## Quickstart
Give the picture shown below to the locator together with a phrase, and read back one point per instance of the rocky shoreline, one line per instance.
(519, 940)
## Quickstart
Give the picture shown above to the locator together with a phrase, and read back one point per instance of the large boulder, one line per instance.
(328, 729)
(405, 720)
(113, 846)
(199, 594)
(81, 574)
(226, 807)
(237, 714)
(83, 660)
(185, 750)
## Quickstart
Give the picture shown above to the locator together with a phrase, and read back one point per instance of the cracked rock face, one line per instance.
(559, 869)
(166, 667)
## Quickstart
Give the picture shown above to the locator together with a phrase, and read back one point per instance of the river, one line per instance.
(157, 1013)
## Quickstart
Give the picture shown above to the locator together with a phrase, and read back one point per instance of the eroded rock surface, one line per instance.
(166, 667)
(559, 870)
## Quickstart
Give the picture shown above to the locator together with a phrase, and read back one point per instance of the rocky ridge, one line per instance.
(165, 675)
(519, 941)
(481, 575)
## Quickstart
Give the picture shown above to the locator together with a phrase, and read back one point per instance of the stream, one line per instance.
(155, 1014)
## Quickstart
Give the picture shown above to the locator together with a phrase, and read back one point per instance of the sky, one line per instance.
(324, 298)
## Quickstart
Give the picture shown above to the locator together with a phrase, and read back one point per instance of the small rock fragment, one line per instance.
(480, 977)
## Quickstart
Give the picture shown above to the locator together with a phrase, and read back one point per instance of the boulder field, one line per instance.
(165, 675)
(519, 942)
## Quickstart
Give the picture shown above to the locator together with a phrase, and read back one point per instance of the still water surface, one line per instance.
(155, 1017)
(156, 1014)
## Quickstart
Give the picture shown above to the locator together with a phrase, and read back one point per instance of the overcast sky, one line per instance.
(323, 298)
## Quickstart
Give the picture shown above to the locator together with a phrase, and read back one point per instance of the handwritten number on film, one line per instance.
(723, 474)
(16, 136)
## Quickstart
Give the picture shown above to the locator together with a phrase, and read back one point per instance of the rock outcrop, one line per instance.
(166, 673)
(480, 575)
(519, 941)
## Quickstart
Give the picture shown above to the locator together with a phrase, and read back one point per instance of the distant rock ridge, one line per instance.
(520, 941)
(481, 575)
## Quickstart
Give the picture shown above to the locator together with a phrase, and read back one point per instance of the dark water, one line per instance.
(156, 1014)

------------------------------------

From the first line to the last, please quote the material above exactly.

## Quickstart
Give the picture shown below to the locator together with a phrase, and read back one point per instance of the rocky shoreline, one line per instance.
(519, 940)
## Quickstart
Give the picture shown above to the locator together with a phrase, and read back one point per instance of the large boulder, one line per instance.
(328, 729)
(405, 720)
(113, 846)
(199, 594)
(81, 574)
(226, 807)
(237, 714)
(83, 660)
(185, 750)
## Quickstart
Give the picture shown above to the locator together with a phrase, and read back one point per instance of the cracked rock face, one line per instance.
(559, 869)
(166, 667)
## Quickstart
Give the picture shown above to the locator together with a phrase, and read back one point per instance of the river, one line per instance.
(157, 1013)
## Quickstart
Give the picture shown above to the locator together with a phrase, and read back one point per instance of the eroded rock surface, one line per instance.
(166, 667)
(559, 870)
## Quickstart
Give the picture shown above to the locator together with a phrase, and read back one point per instance of the rocky ridge, one line per instance.
(165, 675)
(519, 941)
(481, 575)
## Quickstart
Give the picture shown above to the locator together with a phrase, and read back one point per instance of the stream, one line per instance.
(155, 1014)
## Quickstart
Give the picture shown above to the locator together with a phrase, and read back one point per instance of the sky, one line per instance.
(324, 298)
## Quickstart
Give the picture shown above to the locator together with a phrase, and read back one point per instance of the small rock fragment, one line per instance.
(480, 977)
## Quickstart
Give the picture shown above to the locator together with a phrase, and read back one point per instance of the boulder field, one line per instance.
(165, 675)
(519, 942)
## Quickstart
Give the picture shown above to the locator together with a phrase, and read back one point per instance of the still water surface, one line per instance.
(155, 1017)
(156, 1014)
## Quickstart
Give the picture shown above to the locator together with a phrase, and read back one point per instance of the overcast sky, one line per instance.
(323, 298)
## Quickstart
Give the picture shown above to the locator together with a phrase, and read back one point per instance of the handwritten number on film, one line per instance.
(723, 474)
(16, 136)
## Quickstart
Give the picture shown above to the locator together with a phrase, and read back one point per instance of the rock outcrop, one line per instance.
(166, 673)
(480, 575)
(519, 941)
## Quickstart
Give the picture shown above to the locator together with a phrase, and read back one point per instance of the distant rock ridge, one line per instance.
(520, 941)
(481, 575)
## Quickstart
Give the picture shown above to the locator together with a phrase, and read back one point per instance of the dark water, one line per instance.
(156, 1014)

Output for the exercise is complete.